─── Given data

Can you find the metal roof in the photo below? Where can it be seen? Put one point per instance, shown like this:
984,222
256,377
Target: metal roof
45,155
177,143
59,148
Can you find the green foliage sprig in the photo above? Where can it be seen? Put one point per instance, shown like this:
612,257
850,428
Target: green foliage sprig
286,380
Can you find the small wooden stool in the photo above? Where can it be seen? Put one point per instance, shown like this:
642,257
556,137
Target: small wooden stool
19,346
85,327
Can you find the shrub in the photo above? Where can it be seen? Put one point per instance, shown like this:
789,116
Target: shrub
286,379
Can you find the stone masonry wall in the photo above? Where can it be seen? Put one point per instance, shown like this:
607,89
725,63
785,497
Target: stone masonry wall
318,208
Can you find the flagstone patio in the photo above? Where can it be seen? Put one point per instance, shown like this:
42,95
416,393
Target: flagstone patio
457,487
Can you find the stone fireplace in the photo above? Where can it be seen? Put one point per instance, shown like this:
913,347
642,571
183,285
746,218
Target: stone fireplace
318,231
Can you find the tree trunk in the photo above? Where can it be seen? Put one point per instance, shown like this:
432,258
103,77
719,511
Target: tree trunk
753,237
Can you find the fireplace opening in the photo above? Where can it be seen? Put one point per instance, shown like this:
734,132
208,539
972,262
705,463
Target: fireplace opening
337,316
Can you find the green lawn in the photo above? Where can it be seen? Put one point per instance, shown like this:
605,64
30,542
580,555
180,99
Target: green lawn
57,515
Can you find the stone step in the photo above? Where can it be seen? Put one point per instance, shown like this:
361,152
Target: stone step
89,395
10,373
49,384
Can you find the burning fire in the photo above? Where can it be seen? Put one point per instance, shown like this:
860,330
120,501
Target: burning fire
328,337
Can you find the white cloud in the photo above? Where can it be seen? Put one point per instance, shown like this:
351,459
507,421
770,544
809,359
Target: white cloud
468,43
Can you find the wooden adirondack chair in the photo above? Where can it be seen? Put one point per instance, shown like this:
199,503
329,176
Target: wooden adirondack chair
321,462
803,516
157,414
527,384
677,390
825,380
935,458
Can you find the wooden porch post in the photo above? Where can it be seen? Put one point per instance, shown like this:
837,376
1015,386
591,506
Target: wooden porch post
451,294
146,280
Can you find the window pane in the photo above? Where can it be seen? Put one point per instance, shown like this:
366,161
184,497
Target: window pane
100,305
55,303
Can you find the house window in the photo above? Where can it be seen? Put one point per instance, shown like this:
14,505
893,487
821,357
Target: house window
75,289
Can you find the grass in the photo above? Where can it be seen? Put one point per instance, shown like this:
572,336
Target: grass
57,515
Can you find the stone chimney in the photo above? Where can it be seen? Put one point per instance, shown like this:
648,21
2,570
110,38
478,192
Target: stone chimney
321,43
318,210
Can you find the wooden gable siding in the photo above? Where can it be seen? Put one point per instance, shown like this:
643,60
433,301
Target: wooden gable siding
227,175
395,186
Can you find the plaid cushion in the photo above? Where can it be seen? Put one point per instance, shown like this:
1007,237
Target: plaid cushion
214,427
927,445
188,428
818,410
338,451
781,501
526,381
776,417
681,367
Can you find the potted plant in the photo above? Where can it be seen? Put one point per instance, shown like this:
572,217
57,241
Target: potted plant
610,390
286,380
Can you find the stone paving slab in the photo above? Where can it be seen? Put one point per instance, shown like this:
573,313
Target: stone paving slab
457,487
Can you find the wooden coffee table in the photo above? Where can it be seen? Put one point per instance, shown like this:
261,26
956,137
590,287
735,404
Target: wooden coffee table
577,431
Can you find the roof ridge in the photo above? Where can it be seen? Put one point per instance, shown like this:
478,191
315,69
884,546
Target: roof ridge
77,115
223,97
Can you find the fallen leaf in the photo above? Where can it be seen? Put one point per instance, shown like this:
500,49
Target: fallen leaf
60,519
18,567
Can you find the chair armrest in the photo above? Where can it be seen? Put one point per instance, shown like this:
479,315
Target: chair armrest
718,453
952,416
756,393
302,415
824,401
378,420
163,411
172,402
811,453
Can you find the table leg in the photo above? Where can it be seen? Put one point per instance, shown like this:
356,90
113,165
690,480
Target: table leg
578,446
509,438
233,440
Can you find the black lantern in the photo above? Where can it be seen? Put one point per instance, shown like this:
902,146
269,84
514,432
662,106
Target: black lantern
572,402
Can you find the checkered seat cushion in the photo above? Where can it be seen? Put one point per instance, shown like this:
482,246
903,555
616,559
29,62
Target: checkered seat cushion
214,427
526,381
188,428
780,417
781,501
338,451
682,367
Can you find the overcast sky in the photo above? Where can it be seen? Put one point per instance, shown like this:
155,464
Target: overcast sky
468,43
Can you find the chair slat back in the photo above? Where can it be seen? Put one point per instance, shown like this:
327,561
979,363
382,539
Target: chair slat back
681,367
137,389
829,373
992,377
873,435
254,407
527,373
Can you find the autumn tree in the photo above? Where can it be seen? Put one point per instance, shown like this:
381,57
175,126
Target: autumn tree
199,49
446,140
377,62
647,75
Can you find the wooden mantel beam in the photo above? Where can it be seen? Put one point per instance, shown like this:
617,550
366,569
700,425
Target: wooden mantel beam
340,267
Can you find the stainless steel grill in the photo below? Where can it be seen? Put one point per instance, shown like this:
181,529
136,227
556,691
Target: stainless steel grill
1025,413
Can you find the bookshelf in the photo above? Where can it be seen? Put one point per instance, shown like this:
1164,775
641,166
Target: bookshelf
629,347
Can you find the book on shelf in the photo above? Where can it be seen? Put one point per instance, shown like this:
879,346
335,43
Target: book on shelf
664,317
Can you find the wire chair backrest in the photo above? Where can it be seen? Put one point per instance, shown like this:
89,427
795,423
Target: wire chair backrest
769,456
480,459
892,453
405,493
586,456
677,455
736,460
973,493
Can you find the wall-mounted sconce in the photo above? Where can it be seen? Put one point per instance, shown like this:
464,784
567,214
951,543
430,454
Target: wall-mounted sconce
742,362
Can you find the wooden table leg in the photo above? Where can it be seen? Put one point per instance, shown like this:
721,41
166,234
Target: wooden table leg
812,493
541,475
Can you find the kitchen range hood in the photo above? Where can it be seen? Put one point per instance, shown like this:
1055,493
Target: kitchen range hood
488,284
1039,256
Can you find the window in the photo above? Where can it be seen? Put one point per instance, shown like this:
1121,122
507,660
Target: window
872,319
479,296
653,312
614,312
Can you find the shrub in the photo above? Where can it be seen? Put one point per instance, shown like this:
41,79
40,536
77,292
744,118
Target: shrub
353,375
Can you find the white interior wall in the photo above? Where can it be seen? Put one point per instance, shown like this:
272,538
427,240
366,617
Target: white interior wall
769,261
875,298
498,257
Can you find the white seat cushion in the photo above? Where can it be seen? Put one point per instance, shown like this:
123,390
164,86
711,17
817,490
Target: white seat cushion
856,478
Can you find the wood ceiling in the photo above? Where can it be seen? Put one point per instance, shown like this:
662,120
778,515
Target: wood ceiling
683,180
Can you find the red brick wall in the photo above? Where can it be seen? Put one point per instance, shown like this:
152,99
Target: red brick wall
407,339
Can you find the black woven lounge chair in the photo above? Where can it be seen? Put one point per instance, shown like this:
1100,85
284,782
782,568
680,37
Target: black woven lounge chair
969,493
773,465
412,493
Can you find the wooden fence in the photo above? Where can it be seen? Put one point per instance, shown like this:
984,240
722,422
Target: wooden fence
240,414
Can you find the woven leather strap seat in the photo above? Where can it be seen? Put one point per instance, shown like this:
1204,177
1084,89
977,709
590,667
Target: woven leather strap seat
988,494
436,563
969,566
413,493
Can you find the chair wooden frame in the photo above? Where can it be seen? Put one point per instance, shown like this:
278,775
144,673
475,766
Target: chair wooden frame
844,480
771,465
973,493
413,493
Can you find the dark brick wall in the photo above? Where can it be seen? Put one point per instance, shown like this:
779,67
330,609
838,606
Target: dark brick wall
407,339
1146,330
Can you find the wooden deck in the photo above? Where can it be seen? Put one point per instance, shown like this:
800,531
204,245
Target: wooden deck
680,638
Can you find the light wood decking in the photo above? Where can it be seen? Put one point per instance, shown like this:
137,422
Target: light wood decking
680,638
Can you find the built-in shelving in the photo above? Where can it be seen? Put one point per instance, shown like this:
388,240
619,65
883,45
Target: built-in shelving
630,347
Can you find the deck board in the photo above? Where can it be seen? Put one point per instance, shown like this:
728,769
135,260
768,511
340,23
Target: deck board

──────

▶ Instructions to follow
Please format the lines above, from the line with "Can you find the chair wooden" through the last line of the rows, as a Markdown table with the columns Line and Text. Number each line in Line, put the line itself in Text, and leave out blank lines.

▶ Solution below
| Line | Text |
|---|---|
| 1 | Can you find the chair wooden frame in the photo above? Where can it be seen? Put one point per instance, shown like this: |
| 2 | 278,775 |
| 3 | 144,673 |
| 4 | 475,766 |
| 5 | Target: chair wooden frame |
| 6 | 844,480 |
| 7 | 771,465 |
| 8 | 973,493 |
| 9 | 413,493 |
| 10 | Can you find the dark brick wall in the photo above? Where can it be seen? Put one point per instance, shown like this: |
| 11 | 779,67 |
| 12 | 330,609 |
| 13 | 838,606 |
| 14 | Target: dark brick wall |
| 15 | 407,339 |
| 16 | 1146,330 |
| 17 | Can you find the wooden deck in the photo above? Where can it be seen? Put one point per instance, shown like this: |
| 18 | 800,531 |
| 19 | 204,245 |
| 20 | Target: wooden deck |
| 21 | 680,638 |
| 22 | Can you find the light wood decking in the photo above? Where can it be seen? Put one point per instance, shown like this: |
| 23 | 137,422 |
| 24 | Target: light wood decking |
| 25 | 680,638 |
| 26 | Can you find the built-in shelving in the photo above? Where can it be seen? Put one point per instance, shown like this: |
| 27 | 388,240 |
| 28 | 619,65 |
| 29 | 883,45 |
| 30 | Target: built-in shelving |
| 31 | 630,347 |
| 32 | Can you find the deck board in the photo above? Where can it be seen? Put one point per instance, shown like this: |
| 33 | 728,769 |
| 34 | 135,260 |
| 35 | 768,511 |
| 36 | 340,23 |
| 37 | Target: deck board |